## [WRITTEN INSTRUCTION]
Gather every line in the listing below that contains the word "blue", matching case exactly.

BEGIN TASK INPUT

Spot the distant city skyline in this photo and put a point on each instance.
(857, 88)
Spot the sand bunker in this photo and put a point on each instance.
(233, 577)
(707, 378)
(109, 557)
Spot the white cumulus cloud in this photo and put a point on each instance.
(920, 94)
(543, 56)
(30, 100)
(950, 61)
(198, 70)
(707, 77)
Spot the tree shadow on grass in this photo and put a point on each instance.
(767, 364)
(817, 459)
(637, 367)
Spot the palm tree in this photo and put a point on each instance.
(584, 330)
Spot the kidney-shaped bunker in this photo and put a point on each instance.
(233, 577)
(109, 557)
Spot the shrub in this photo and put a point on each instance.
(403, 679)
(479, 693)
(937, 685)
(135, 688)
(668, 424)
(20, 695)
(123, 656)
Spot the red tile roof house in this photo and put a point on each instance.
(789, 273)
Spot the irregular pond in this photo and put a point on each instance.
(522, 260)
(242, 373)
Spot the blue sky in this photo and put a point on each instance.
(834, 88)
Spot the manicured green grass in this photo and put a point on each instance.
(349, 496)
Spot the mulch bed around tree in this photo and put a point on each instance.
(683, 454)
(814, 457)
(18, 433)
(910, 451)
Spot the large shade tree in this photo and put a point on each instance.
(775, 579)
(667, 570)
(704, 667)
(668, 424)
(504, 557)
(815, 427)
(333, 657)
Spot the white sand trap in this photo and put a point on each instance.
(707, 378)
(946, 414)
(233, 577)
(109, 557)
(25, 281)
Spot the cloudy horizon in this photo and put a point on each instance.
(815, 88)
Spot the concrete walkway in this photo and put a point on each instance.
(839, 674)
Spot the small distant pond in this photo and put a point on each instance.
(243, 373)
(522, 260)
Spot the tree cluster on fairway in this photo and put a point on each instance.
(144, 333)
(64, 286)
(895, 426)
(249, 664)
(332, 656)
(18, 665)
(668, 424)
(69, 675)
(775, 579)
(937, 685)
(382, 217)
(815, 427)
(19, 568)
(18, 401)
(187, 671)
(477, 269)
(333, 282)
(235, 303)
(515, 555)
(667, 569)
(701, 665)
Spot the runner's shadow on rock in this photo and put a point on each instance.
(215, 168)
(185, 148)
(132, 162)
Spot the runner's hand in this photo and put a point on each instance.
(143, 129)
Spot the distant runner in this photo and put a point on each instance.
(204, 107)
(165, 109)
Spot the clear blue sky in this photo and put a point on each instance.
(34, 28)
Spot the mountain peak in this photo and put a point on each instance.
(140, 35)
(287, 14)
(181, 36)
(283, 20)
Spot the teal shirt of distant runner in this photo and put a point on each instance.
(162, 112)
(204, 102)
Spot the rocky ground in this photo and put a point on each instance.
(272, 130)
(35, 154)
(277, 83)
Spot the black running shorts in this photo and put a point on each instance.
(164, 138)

END TASK INPUT
BEGIN TASK INPUT

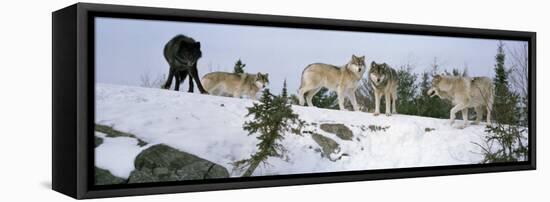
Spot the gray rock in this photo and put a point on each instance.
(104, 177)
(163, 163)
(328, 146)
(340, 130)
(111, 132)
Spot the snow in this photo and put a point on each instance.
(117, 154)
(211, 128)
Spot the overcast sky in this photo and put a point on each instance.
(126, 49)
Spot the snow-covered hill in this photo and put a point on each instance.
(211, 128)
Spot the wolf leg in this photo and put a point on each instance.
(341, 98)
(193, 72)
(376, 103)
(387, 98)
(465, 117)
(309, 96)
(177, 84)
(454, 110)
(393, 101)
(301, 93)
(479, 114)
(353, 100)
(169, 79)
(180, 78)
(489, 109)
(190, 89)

END TASK INPUT

## [TASK OUTPUT]
Spot the blue sky in this photo and put a point on each instance.
Spot the clear blue sky in this photo and put a point on each instance.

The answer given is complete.